Can you rescale the lines starting at the first one and ending at the line that contains "[(245, 175), (233, 173), (208, 172), (238, 173), (224, 172)]", writing all of them out in full? Multiply every coordinate by 2.1 and round to whole numbers, with halves going up.

-- start Provided data --

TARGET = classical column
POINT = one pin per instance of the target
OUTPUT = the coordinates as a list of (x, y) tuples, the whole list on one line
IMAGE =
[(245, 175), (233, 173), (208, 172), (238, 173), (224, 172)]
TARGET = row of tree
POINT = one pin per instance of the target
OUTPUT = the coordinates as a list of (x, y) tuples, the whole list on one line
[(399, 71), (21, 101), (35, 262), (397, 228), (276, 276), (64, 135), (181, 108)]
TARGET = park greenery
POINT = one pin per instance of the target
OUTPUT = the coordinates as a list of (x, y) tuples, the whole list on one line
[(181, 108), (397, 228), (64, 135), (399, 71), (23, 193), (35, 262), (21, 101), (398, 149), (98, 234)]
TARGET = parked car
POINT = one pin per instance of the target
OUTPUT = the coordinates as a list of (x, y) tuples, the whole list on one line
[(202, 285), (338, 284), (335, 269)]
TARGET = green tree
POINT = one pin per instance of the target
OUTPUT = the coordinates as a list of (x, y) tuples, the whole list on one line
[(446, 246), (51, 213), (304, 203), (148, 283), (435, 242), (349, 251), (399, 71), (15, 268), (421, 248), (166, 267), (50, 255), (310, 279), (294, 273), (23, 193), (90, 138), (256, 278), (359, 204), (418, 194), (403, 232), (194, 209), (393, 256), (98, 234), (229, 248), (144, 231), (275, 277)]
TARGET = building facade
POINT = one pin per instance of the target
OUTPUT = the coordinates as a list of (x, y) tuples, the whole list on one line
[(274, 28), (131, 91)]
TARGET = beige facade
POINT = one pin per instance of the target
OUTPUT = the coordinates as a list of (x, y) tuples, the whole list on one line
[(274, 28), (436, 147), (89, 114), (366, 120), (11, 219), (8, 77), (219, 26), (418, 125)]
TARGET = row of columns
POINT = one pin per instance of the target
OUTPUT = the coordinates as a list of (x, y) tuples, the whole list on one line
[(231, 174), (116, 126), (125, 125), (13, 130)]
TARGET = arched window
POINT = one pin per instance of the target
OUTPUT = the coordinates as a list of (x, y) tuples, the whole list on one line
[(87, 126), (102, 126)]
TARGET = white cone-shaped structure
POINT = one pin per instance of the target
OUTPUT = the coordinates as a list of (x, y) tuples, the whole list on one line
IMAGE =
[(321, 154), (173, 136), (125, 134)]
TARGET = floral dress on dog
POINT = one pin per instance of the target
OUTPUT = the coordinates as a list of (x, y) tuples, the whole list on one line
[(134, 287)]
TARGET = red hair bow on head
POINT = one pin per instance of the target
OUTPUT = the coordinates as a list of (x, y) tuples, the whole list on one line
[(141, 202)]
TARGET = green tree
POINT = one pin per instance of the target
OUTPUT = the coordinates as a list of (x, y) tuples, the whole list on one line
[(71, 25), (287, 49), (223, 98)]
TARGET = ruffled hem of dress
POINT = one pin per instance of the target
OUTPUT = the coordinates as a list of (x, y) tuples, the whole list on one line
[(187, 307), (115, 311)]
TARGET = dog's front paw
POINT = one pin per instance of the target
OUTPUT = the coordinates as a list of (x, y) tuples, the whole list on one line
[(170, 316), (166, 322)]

-- end Provided data --

§ Expected answer
TARGET = classical column
POINT = one pin per instance of the target
OUTPUT = the coordinates as a list of (x, y) tuples, the whole list on one line
IMAGE =
[(515, 368), (489, 363), (437, 361), (500, 363), (470, 361)]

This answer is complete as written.